_Document extract_
[Start]
Chief Secretary for Ireland
- In office 22 July 1847 – 21 February 1852
- Monarch: Victoria
- Prime Minister: Lord John Russell
- Preceded by: Henry Labouchere
- Succeeded by: Lord Naas

Personal details
- Born: 1802
- Died: 7 December 1873 Dover, Kent
- Party: Liberal
- Spouse(s): (1) Lady Maria Conyngham (d. 1843) (2) Maria Jones (1831-1899)
- Education: Christ Church, Oxford

= William Somerville, 1st Baron Athlumney =

British politician

William Meredyth Somerville, 1st Baron Athlumney, 1st Baron Meredyth PC (1802 – 7 December 1873), known as Sir William Somerville, Bt, between 1831 and 1863, was an Anglo-Irish Liberal politician. He was born in 1802.

==Background and education==
Athlumney was the son of Sir Marcus Somerville, 4th Baronet of Somerville, in the County of Meath, and Mary Anne, daughter of Sir Richard Gorges-Meredyth, 1st Baronet. He was educated at Christ Church, Oxford.
[End]
_Data_
[Start]
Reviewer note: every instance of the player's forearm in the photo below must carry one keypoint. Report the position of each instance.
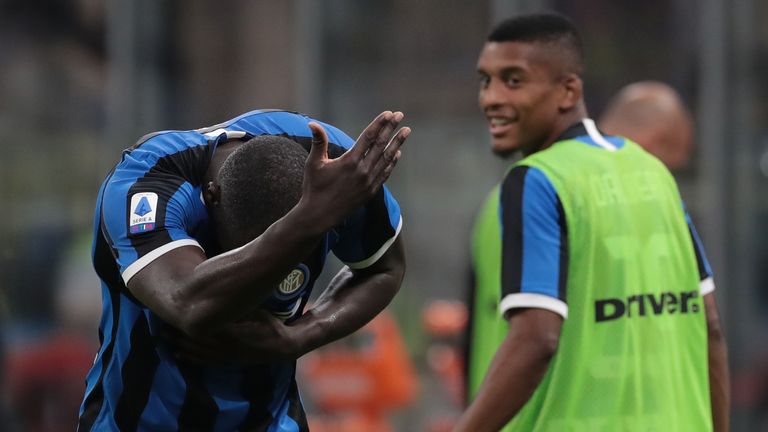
[End]
Answer these from the text on William Somerville, 1st Baron Athlumney:
1. Who was Prime Minister while he served as Chief Secretary for Ireland?
2. Where did he die?
3. Who was his father?

1. Lord John Russell
2. Dover, Kent
3. Sir Marcus Somerville, 4th Baronet of Somerville